* Begin *

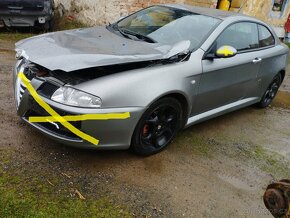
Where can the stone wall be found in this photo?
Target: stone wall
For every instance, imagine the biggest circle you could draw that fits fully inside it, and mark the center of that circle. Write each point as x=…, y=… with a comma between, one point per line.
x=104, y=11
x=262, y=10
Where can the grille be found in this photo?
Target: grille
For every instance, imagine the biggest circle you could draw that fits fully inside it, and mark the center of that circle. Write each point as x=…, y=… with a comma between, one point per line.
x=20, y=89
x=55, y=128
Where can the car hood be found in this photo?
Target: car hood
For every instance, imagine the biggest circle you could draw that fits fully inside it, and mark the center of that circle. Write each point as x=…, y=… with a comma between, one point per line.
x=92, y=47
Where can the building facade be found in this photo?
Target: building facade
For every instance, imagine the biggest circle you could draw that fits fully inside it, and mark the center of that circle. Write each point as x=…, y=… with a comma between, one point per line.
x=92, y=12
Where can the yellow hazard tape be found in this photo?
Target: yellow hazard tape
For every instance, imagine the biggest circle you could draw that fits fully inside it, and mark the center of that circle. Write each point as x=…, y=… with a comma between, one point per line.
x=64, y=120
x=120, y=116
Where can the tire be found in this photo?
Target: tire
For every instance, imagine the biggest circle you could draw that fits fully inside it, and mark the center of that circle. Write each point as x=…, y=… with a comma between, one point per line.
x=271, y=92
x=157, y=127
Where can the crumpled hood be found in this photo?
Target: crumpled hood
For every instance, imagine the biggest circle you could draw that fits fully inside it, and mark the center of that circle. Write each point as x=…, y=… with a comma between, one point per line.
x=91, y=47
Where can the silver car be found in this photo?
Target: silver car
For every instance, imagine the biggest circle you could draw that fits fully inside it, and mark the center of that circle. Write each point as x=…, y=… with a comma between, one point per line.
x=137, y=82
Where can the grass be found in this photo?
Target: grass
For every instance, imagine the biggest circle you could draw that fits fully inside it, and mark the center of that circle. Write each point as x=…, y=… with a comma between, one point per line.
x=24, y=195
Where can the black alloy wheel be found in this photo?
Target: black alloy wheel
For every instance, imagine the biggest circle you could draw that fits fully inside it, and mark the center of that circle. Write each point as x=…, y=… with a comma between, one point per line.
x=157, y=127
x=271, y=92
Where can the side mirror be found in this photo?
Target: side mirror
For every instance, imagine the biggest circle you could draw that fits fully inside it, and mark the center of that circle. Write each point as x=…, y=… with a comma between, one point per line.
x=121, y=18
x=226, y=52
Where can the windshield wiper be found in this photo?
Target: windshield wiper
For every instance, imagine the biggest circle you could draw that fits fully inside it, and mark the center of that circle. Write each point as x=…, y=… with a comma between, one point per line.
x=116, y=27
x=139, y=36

* End *
* Begin *

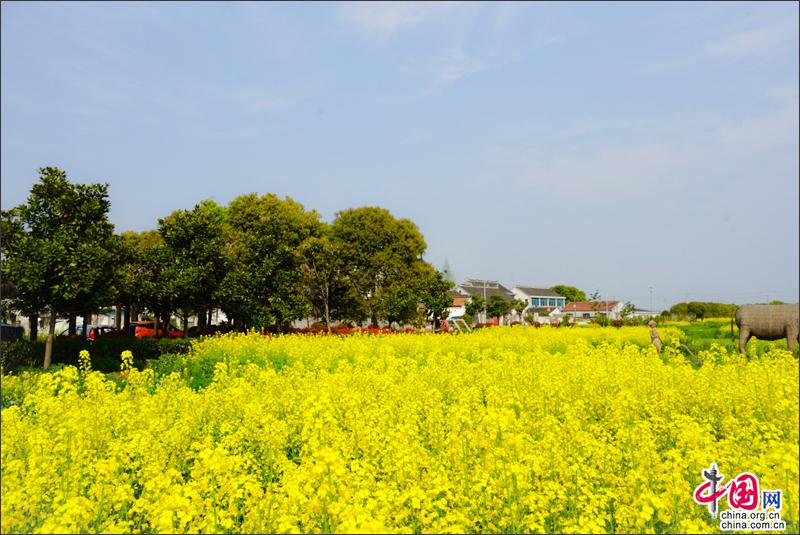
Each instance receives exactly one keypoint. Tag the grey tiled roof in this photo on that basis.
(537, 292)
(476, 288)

* End *

The request
Could you recast the lines from the one containing "Where can the side" through the one containing "x=226, y=52", inclusive, as a numbered list with blank lines left out?

Response to this exercise
1. Where can the side mirror be found in this photo?
2. Target: side mirror
3. For every instance, imagine the biggest circle you could draw that fits fully inside it, and mark the center of that circle. Write each point as x=…, y=… with a comma between, one point per line.
4. x=121, y=18
5. x=226, y=52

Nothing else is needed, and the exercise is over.